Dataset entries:
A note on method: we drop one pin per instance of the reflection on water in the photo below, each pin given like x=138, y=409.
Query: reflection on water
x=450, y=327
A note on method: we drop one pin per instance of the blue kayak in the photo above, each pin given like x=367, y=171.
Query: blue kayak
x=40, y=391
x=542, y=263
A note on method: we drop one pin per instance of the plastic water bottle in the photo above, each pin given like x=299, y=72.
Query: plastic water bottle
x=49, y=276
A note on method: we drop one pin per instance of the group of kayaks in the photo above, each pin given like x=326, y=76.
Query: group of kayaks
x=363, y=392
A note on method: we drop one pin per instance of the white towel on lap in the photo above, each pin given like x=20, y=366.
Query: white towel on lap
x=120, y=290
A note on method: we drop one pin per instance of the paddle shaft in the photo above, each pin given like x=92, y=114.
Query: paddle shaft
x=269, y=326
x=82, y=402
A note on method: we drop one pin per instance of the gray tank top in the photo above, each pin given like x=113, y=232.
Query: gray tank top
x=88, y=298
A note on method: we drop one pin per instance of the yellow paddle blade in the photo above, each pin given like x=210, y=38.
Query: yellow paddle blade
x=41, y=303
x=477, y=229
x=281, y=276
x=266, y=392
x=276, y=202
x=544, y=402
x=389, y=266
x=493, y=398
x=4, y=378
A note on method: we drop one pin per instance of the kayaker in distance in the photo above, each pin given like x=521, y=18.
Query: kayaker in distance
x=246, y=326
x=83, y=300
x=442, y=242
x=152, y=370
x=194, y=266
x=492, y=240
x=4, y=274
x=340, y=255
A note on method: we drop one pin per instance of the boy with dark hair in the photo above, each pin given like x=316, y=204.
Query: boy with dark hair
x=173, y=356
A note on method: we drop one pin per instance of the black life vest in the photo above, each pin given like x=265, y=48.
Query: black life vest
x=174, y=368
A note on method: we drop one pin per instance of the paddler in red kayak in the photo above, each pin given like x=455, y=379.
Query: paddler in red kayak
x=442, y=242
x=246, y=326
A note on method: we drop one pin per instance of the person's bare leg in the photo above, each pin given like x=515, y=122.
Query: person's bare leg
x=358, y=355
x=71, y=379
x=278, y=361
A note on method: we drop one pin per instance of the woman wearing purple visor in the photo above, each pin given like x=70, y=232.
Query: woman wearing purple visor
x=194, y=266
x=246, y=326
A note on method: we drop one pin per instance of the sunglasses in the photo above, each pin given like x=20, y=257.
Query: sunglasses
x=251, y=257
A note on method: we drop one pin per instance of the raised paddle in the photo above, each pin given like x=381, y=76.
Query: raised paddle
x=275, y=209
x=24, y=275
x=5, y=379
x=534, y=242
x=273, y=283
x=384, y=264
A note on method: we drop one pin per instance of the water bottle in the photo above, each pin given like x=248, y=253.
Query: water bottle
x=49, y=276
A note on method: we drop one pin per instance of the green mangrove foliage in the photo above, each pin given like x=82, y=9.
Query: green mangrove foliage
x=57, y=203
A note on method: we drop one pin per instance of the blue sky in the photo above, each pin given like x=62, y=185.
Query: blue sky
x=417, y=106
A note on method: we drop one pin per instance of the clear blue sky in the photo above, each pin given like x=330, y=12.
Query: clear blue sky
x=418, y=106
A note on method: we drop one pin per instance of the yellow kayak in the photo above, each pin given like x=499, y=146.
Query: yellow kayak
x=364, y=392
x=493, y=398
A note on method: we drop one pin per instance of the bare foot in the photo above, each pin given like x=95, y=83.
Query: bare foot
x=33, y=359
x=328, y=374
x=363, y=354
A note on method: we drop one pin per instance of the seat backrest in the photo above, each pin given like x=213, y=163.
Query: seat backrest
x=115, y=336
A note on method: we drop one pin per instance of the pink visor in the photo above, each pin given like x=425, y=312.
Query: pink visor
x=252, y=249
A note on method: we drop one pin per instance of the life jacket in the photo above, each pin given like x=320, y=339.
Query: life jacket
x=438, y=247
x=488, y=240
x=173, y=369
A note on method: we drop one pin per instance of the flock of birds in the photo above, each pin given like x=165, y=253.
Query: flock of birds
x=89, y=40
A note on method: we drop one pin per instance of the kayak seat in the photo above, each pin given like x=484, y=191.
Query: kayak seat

- **AIM OF THE EXERCISE**
A word-for-word copy of the data is what should be returned.

- **SOLUTION FOR THIS PROBLEM**
A note on method: we drop one pin per instance of the reflection on water in the photo below, each pin given like x=138, y=409.
Query: reflection on water
x=450, y=327
A note on method: we drop one pin per instance of the blue kayak in the photo above, each pin given like x=367, y=171.
Query: blue kayak
x=40, y=391
x=542, y=263
A note on method: we drop one pin per instance of the plastic water bottle in the photo above, each pin given like x=299, y=72.
Query: plastic water bottle
x=49, y=276
A note on method: we drop one pin per instance of the group of kayaks in the photo above, each pin given like x=326, y=76.
Query: group of kayaks
x=363, y=392
A note on method: we drop one pin per instance of the white towel on lap in the photo above, each pin given like x=20, y=366.
Query: white towel on lap
x=120, y=290
A note on method: we drop one pin per instance of the paddle shaft in the photo above, each pin given like x=92, y=114.
Query: paddle shaft
x=269, y=326
x=82, y=402
A note on method: we drop one pin per instance of the gray tank top in the photo above, each pin given like x=113, y=232.
Query: gray tank top
x=88, y=298
A note on method: we drop one pin per instance of the yellow paddle blade in the photo above, each pin given like x=210, y=38.
Query: yellow paddle blade
x=41, y=303
x=477, y=229
x=281, y=276
x=266, y=392
x=276, y=202
x=544, y=402
x=389, y=266
x=493, y=398
x=4, y=378
A note on method: we drop one pin per instance of the kayaker in distance in the photo above, each pin given like x=521, y=18.
Query: kayaker in distance
x=246, y=326
x=83, y=300
x=442, y=242
x=152, y=370
x=194, y=266
x=492, y=240
x=4, y=274
x=340, y=255
A note on method: we drop one pin per instance of the boy with dark hair in the photo above, each pin given like x=316, y=204.
Query: boy with dark hair
x=173, y=356
A note on method: we drop one pin per instance of the black life vest in the photo above, each pin given like x=265, y=48.
Query: black life vest
x=174, y=368
A note on method: we drop one pin per instance of the paddler in red kayak in the photo above, each pin given like x=455, y=379.
Query: paddler in red kayak
x=442, y=242
x=246, y=326
A note on method: we drop one pin per instance of the person's bare leg in the photo above, each pin given like x=515, y=122.
Query: person's bare leg
x=358, y=355
x=71, y=379
x=278, y=361
A note on method: we drop one pin per instance of the woman wearing purple visor in the photo above, each pin given like x=70, y=232.
Query: woman wearing purple visor
x=194, y=266
x=246, y=326
A note on method: we drop one pin per instance of the sunglasses in the photo above, each pin given like x=20, y=257.
Query: sunglasses
x=251, y=257
A note on method: we drop one pin per instance of the raised paddle in the photo above, each pin given like x=381, y=76.
Query: raised paddle
x=275, y=209
x=24, y=275
x=5, y=379
x=534, y=242
x=273, y=283
x=384, y=264
A note on method: we drop one pin per instance of the water bottle in the photo above, each pin given like x=248, y=253.
Query: water bottle
x=49, y=276
A note on method: we drop one pin per instance of the green mangrove foliage in the photo above, each pin given like x=82, y=9.
Query: green mangrove foliage
x=57, y=203
A note on method: we drop one pin per instance of the blue sky in the photo above, each pin given like x=62, y=185.
Query: blue sky
x=417, y=106
A note on method: we drop one pin per instance of the clear blue sky in the photo above, each pin given like x=330, y=12.
Query: clear blue sky
x=418, y=106
A note on method: we drop one pin per instance of the yellow kayak in the photo above, each pin given like x=499, y=146.
Query: yellow kayak
x=364, y=392
x=493, y=398
A note on method: we drop one pin per instance of the bare foot in the photo above, each pin given like x=95, y=83.
Query: bare foot
x=33, y=359
x=328, y=374
x=363, y=354
A note on method: we drop one pin per instance of the seat backrest in the photo above, each pin given like x=213, y=163.
Query: seat backrest
x=115, y=336
A note on method: we drop one pin per instance of the pink visor in the photo above, each pin given like x=425, y=312.
Query: pink visor
x=252, y=249
A note on method: we drop one pin per instance of the life jacket in the photo above, each pin given like x=320, y=339.
Query: life jacket
x=438, y=247
x=488, y=240
x=173, y=369
A note on method: we drop one pin per instance of the flock of birds in the photo above, each pin given like x=165, y=253.
Query: flock of birds
x=89, y=40
A note on method: we drop one pin per instance of the kayak seat in the photo above, each pin given like x=484, y=191.
Query: kayak seat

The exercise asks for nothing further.